Items from a dataset:
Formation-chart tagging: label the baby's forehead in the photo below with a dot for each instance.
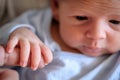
(113, 5)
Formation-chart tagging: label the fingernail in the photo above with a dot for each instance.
(34, 68)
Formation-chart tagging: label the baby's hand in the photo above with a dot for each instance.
(32, 51)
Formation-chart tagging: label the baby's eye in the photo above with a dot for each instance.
(114, 22)
(81, 17)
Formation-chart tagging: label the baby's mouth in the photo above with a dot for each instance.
(91, 50)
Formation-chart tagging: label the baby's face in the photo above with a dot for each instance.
(90, 26)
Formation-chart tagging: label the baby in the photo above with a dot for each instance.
(82, 35)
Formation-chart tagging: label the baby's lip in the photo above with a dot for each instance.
(90, 49)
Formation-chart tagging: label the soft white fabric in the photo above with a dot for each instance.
(66, 65)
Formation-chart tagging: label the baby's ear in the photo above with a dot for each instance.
(55, 8)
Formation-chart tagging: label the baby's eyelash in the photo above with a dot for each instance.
(114, 21)
(81, 17)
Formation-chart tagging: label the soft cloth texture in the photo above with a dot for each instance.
(9, 9)
(65, 65)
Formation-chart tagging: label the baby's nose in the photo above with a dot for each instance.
(96, 32)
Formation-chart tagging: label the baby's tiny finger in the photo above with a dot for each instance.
(12, 42)
(41, 64)
(47, 54)
(24, 52)
(35, 56)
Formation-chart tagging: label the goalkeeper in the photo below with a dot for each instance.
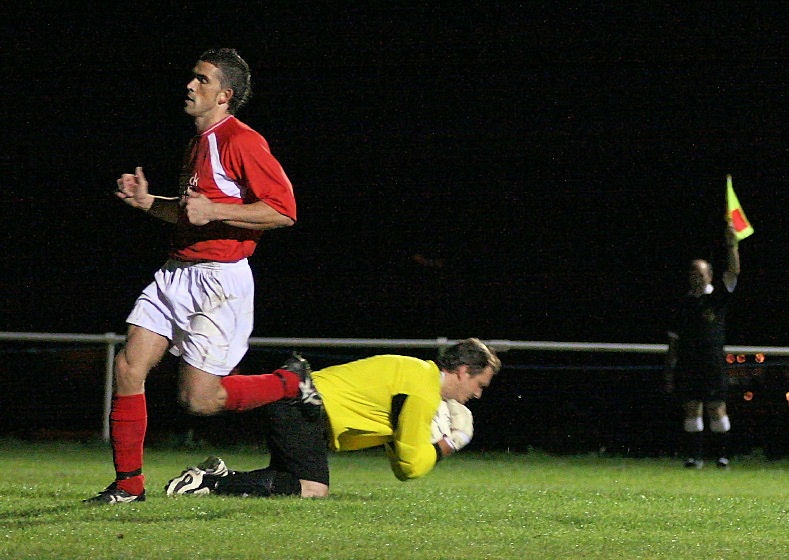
(387, 400)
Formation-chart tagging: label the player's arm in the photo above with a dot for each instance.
(258, 215)
(133, 190)
(411, 453)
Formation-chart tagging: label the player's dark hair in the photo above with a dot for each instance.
(470, 352)
(235, 75)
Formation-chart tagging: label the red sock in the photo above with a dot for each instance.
(128, 420)
(245, 392)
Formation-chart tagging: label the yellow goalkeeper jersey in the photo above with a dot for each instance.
(384, 400)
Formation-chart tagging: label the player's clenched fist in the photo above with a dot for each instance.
(133, 190)
(198, 208)
(454, 423)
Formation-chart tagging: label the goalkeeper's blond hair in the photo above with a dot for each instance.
(471, 352)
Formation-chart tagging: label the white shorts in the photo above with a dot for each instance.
(205, 309)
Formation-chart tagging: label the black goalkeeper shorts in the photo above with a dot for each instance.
(298, 445)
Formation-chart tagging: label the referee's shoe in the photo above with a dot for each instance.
(309, 398)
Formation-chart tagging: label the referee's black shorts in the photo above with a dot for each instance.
(298, 445)
(702, 380)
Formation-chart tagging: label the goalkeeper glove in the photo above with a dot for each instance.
(461, 425)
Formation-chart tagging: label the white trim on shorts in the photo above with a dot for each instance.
(205, 310)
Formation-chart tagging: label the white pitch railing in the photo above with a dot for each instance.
(111, 340)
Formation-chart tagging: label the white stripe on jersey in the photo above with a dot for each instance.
(225, 184)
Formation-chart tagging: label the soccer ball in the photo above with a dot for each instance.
(441, 425)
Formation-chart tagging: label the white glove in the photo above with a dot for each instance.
(461, 425)
(441, 425)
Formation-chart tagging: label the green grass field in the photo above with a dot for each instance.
(472, 506)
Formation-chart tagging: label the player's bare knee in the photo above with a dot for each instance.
(198, 405)
(128, 380)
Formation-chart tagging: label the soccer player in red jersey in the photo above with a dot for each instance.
(200, 303)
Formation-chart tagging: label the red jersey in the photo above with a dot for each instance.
(232, 164)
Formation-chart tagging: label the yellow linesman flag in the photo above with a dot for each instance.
(735, 214)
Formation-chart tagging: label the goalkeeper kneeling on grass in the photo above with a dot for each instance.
(414, 408)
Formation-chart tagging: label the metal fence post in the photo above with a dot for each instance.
(109, 365)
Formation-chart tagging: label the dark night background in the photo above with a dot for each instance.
(522, 170)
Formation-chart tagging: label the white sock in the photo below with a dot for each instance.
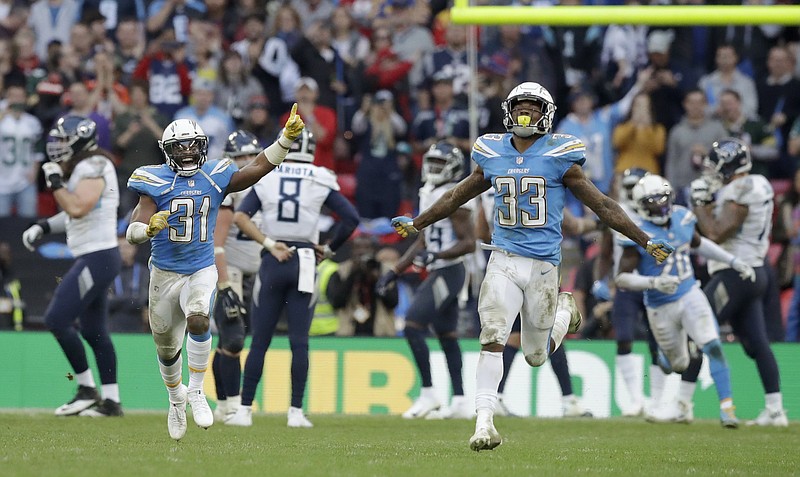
(686, 391)
(774, 401)
(86, 379)
(560, 327)
(197, 353)
(626, 364)
(657, 378)
(489, 373)
(110, 391)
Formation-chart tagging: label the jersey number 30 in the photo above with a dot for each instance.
(530, 213)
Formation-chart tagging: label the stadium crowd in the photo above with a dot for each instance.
(378, 83)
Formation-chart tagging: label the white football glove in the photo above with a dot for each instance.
(667, 284)
(745, 270)
(31, 235)
(53, 175)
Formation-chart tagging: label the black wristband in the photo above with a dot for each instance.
(44, 224)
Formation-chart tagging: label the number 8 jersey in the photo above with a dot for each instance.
(530, 194)
(187, 245)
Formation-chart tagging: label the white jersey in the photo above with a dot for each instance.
(751, 242)
(18, 139)
(96, 230)
(241, 251)
(439, 236)
(291, 198)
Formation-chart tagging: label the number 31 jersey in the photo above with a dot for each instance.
(187, 244)
(529, 191)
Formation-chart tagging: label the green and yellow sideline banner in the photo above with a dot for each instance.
(378, 376)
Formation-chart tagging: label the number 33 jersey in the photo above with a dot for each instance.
(679, 234)
(187, 244)
(529, 191)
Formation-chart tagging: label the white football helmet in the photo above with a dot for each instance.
(653, 197)
(442, 163)
(185, 146)
(529, 91)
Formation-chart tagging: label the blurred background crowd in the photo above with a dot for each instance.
(378, 82)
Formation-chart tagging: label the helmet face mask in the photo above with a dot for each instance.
(726, 158)
(653, 197)
(185, 147)
(71, 135)
(442, 163)
(535, 93)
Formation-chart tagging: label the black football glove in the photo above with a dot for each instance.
(231, 304)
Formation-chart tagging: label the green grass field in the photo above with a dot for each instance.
(39, 444)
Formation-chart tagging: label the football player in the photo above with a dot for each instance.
(177, 211)
(734, 209)
(290, 201)
(530, 170)
(83, 180)
(441, 249)
(237, 258)
(676, 307)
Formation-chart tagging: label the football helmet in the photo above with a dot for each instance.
(630, 177)
(241, 143)
(653, 197)
(303, 148)
(71, 135)
(529, 91)
(728, 157)
(185, 146)
(442, 163)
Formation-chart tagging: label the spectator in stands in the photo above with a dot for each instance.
(351, 292)
(727, 76)
(167, 73)
(52, 20)
(779, 104)
(136, 132)
(20, 156)
(319, 119)
(377, 129)
(688, 142)
(235, 87)
(639, 141)
(758, 135)
(215, 122)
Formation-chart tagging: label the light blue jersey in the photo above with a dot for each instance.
(529, 195)
(679, 234)
(193, 202)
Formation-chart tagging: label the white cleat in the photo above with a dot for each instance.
(567, 302)
(574, 408)
(769, 417)
(296, 418)
(422, 407)
(486, 437)
(242, 418)
(176, 418)
(201, 411)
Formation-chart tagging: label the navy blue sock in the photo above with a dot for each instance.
(231, 372)
(558, 360)
(452, 354)
(422, 355)
(216, 369)
(509, 352)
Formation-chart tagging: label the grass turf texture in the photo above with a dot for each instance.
(138, 445)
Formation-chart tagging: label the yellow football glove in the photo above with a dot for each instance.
(294, 125)
(158, 222)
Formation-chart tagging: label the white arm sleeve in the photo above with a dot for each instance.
(712, 251)
(136, 233)
(634, 281)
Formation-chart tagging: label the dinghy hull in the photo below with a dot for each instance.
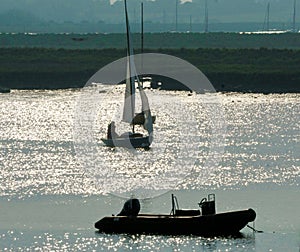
(222, 224)
(128, 142)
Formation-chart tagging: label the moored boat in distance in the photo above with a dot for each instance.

◆ PROMPT
Apart from the pictures, write every entry out again exactly.

◆ REPLY
Formation-chart tagging: label the baby's forehead in the photo below with a dot for each instance.
(113, 5)
Formation-chart tagging: label the fingernail in the photo above with a dot for each instance.
(34, 68)
Formation-chart tagging: label the baby's hand in the photo above with a dot for each instance.
(32, 51)
Formation-chart tagging: label the baby's eye in the photo above with a dot for each instance.
(114, 22)
(81, 17)
Formation-chart tagging: label the baby's mouth in the photo above with a dot for each instance.
(91, 50)
Formation-chart tagging: label the baby's face in the photo above with a dot for each instance.
(90, 26)
Formation-chart tagging: label the baby in the photo above with a dot for each instance.
(82, 35)
Formation-chart tagging: label the baby's lip in the photo above with a dot for each instance.
(90, 49)
Formation-chart tagging: label the soft white fabric in the photo above with a dot for each instance.
(66, 65)
Formation-chart tagging: label the baby's ear in the photo above with a dot for each instance.
(55, 8)
Formation-chart tagging: label the baby's eyelash in the photo above with a dot for each instance.
(114, 21)
(81, 17)
Formation-chart tagging: label the soft cloth texture in the photo above with a dot for each instance.
(9, 9)
(65, 65)
Formation-chart tagging: label the baby's nose in the photo above with a dot for each instance.
(96, 32)
Formation-chart tagging: label the baby's tiny finger in the photo above with a dot for each instance.
(12, 42)
(41, 64)
(47, 54)
(24, 52)
(35, 56)
Formation-chart tagging: label the goalkeeper in the photo below with a dot for each instance.
(387, 400)
Formation-chart tagging: label the player's arm in the photo above with a dot for each instance.
(258, 215)
(133, 190)
(411, 453)
Formation-chart tagging: label the player's dark hair in the photo above with a dot for each instance.
(470, 352)
(235, 75)
Formation-chart tagging: label the red sock in the photo above with a dot for each instance.
(128, 420)
(245, 392)
Formation-chart tagging: label the yellow goalkeeper jersey in the photo above with a dot for each instance.
(384, 400)
Formation-chart tagging: label the player's clenched fist in the photo above with a dot for each instance.
(133, 190)
(198, 208)
(454, 423)
Formation-chart tagging: label the goalkeeper's blond hair in the photo above with a dot for each instance.
(471, 352)
Formation-chart tagging: label the white shorts in the photo above with a dot for each instance.
(205, 309)
Formation-chart tagging: label the black goalkeeper shorts in the photo above with a dot for each instance.
(298, 445)
Formation-chart tagging: label the referee's shoe in the photo above with a dot for each instance.
(309, 398)
Formation-chart tagging: label the referee's black shorts in the photo above with a dot for each instance.
(298, 445)
(702, 380)
Formation-chart tagging: label the goalkeeper glove in the photo above with a dot for each instance.
(461, 425)
Formation-chart tagging: label the white trim on shorts in the photo above with a dot for each instance.
(205, 310)
Formation-chart tagging: label the white pitch railing in the photo above with a dot for each instance.
(111, 340)
Formation-chart tagging: label the white stripe on jersey in the photo above with a dot for each instance.
(225, 184)
Formation-chart tagging: label the soccer ball in the photo above with a dot for each instance.
(441, 425)
Formation-chart tagging: label the white glove in the photo above with a dot for each instance.
(461, 425)
(441, 425)
Formation-chart tagging: label the green grass field in the photo above with a dot for each instance.
(472, 506)
Formation-chart tagging: label the player's bare knee in the photo above with a dot for each instance.
(198, 405)
(128, 380)
Formation-chart tagging: label the soccer player in red jersey in the photo above with a dot for each instance.
(200, 303)
Formation-chart tagging: label the red jersey in the photo above with a dot for each instance.
(232, 164)
Formation-chart tagging: label the yellow linesman flag in the photo above with a dot for each instance.
(735, 214)
Formation-chart tagging: label the goalkeeper kneeling on grass in the photo above with a dot for each instance.
(414, 408)
Formation-chart tagging: label the metal fence post in the photo above with a dot for each instance.
(109, 365)
Formation-chart tagging: label the dark night background in the photo above with a dot for each instance.
(522, 170)
Formation-chart tagging: label the white sock in the photo below with a dot for each instance.
(686, 391)
(774, 401)
(86, 379)
(560, 327)
(197, 353)
(626, 364)
(657, 378)
(489, 373)
(110, 391)
Formation-chart tagging: label the jersey number 30 in the photo above with a dot for each instance.
(530, 213)
Formation-chart tagging: label the stadium crowd in the photo above with a dot for each instance.
(378, 83)
Formation-chart tagging: label the white football glove in the photo above with a dot for each instance.
(667, 284)
(745, 270)
(31, 235)
(53, 175)
Formation-chart tagging: label the black wristband in the photo above with a dot for each instance.
(44, 224)
Formation-chart tagging: label the number 8 jersey in the photo above with a dot for each instance.
(530, 194)
(187, 245)
Formation-chart tagging: label the white jersey in the photo above with a dot for each instance.
(751, 242)
(18, 139)
(96, 230)
(241, 251)
(439, 236)
(291, 198)
Formation-chart tagging: label the number 31 jersey in the photo above with a dot for each instance.
(187, 244)
(529, 191)
Formation-chart tagging: label the green and yellow sideline banner in the photo above with a dot for each instance.
(378, 376)
Formation-chart tagging: label the number 33 jersey in the photo above with a dot for each instance.
(679, 234)
(187, 244)
(529, 191)
Formation-chart tagging: label the white football helmet in the photo above with a dot for each instance.
(653, 197)
(442, 163)
(185, 146)
(529, 91)
Formation-chart tagging: label the blurred background crowd in the photo above with a dot for each instance.
(378, 82)
Formation-chart tagging: label the helmet face mask in the photo above with a dot for each instance.
(726, 158)
(653, 197)
(185, 147)
(71, 135)
(442, 163)
(535, 93)
Formation-chart tagging: label the black football glove in the photo above with a dot for each instance.
(231, 304)
Formation-chart tagging: label the green grass field in the photo above with a dot for each instance.
(39, 444)
Formation-chart tagging: label the football player in the photo above with a dot for each instance.
(177, 211)
(734, 209)
(290, 201)
(530, 170)
(83, 180)
(441, 249)
(237, 258)
(676, 307)
Formation-chart tagging: label the football helmet in the photo above with a dot for each instance.
(630, 177)
(241, 143)
(653, 197)
(303, 148)
(71, 135)
(529, 91)
(728, 157)
(185, 146)
(442, 163)
Formation-chart tagging: label the spectator in stands in the photo above with a dot for each instance.
(351, 292)
(727, 76)
(167, 73)
(52, 20)
(779, 104)
(136, 132)
(20, 156)
(319, 119)
(377, 129)
(688, 142)
(235, 87)
(639, 141)
(758, 135)
(215, 122)
Formation-chart tagging: label the light blue jersey in the photo above with a dot for each instance.
(529, 195)
(679, 234)
(193, 202)
Formation-chart tagging: label the white cleat in the photo above with a dot for each instance.
(567, 302)
(574, 408)
(769, 417)
(296, 418)
(422, 407)
(486, 437)
(242, 418)
(176, 418)
(201, 411)
Formation-chart tagging: label the navy blue sock in the photo above with a dot for each instance.
(231, 372)
(558, 360)
(452, 354)
(422, 355)
(216, 369)
(509, 352)
Formation-chart tagging: label the grass turf texture in the photo above with a dot for each instance.
(138, 445)
Formation-chart tagging: label the yellow football glove in the photo above with a dot for each instance.
(294, 125)
(158, 222)
Formation-chart tagging: label the white arm sleeve in the photo above with a dot for each instance.
(712, 251)
(136, 233)
(634, 281)
Formation-chart tagging: label the dinghy hull in the photo below with a dot for each instance.
(222, 224)
(128, 142)
Formation-chart tagging: label the moored boat in distance in the photo above with a dot for each instance.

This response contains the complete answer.